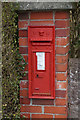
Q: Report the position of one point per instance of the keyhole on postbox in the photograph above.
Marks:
(37, 75)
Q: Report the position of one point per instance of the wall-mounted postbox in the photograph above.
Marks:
(41, 60)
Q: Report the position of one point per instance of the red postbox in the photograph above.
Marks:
(41, 60)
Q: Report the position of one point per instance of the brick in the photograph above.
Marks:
(61, 23)
(61, 76)
(22, 24)
(24, 92)
(61, 67)
(41, 23)
(42, 102)
(60, 93)
(23, 33)
(62, 59)
(61, 116)
(55, 110)
(26, 68)
(62, 50)
(60, 102)
(24, 100)
(25, 115)
(23, 41)
(62, 15)
(23, 50)
(23, 16)
(31, 109)
(25, 58)
(41, 15)
(25, 77)
(24, 84)
(62, 41)
(62, 32)
(41, 116)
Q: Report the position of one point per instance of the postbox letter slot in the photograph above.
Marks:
(41, 62)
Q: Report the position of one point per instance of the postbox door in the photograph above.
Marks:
(41, 59)
(41, 78)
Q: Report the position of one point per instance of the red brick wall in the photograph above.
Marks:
(41, 108)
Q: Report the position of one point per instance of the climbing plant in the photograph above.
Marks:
(13, 62)
(75, 32)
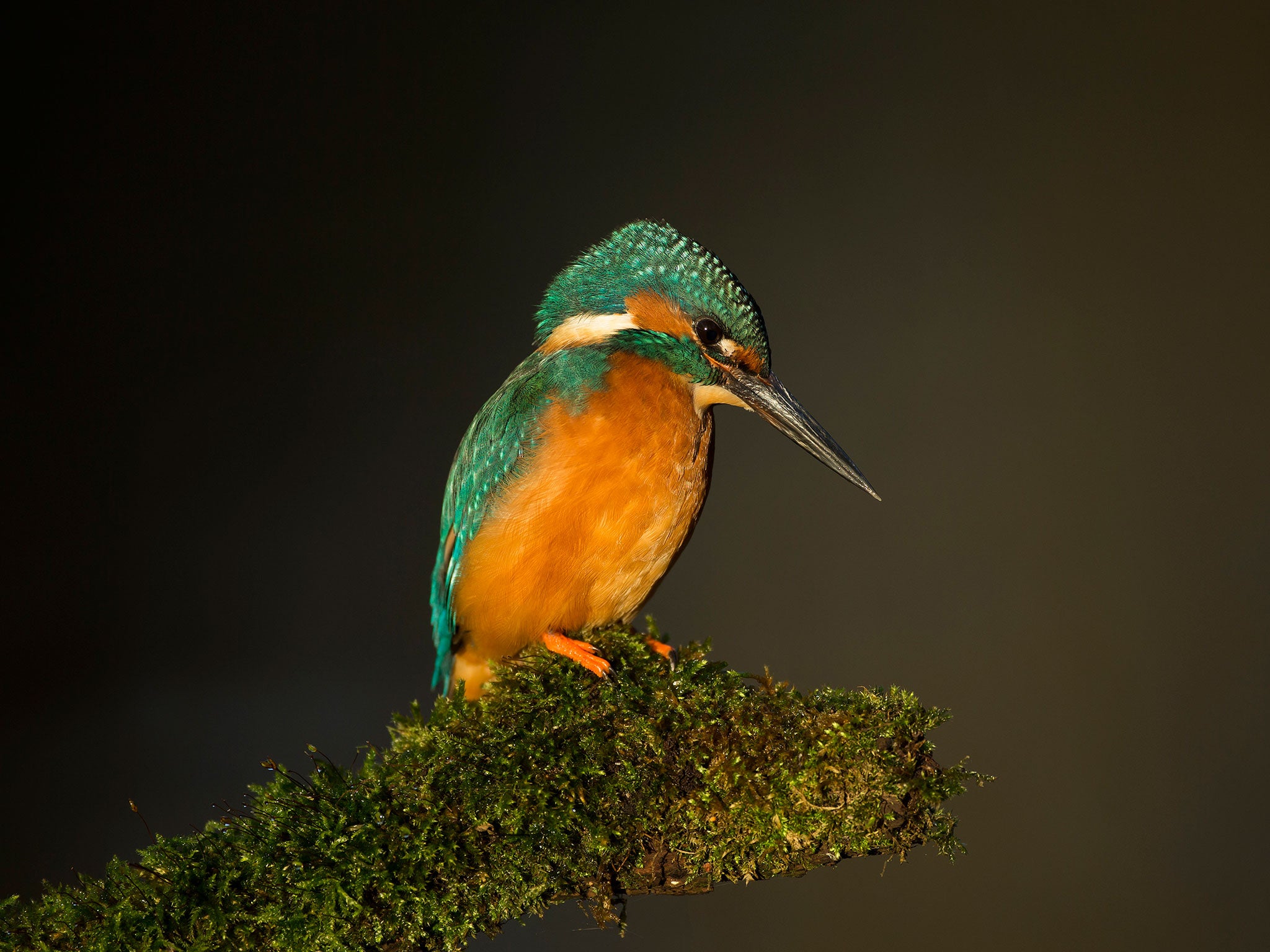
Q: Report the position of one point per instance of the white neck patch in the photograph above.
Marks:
(587, 329)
####
**EXERCISE GOAL:**
Reproduce all of the material above with its requests and scale every point coordinate in the answers by 2.45, rounding to whole numbers with halves going up. Omit the pictures.

**THE SOLUTION:**
Q: Report the position of one point per instance of the keyhole on postbox in the photograph above.
Marks:
(91, 184)
Q: Report the position of one point per instance of the wall-mounted postbox in the photograph above.
Marks:
(100, 147)
Q: Report the position of one point per instance of the red postbox in the photograph above.
Marks:
(100, 147)
Q: Report the position of one point per instance of the brick in the photograph above.
Marks:
(149, 56)
(149, 186)
(54, 59)
(59, 225)
(149, 164)
(100, 56)
(103, 250)
(147, 228)
(56, 81)
(152, 145)
(149, 284)
(135, 270)
(64, 167)
(152, 123)
(147, 250)
(59, 245)
(61, 282)
(56, 100)
(152, 37)
(56, 123)
(56, 39)
(76, 267)
(61, 142)
(100, 37)
(61, 189)
(59, 206)
(152, 100)
(152, 78)
(100, 284)
Q: Report the position of one point per instance of the postbox letter slot in the photograph above.
Marks:
(100, 152)
Q: Report the position of one point per instance of the postbox door in the photograph above.
Marks:
(100, 145)
(100, 191)
Q: Report the position of one point per instance of the red brick wall in the photograph above.
Marks:
(100, 265)
Q: Report the position of one point per instance of the climbing plant in the photograph above.
Marks:
(32, 152)
(184, 78)
Q: Report the position of one point per instance of the white neck patch in the photograph above.
Marks:
(1438, 806)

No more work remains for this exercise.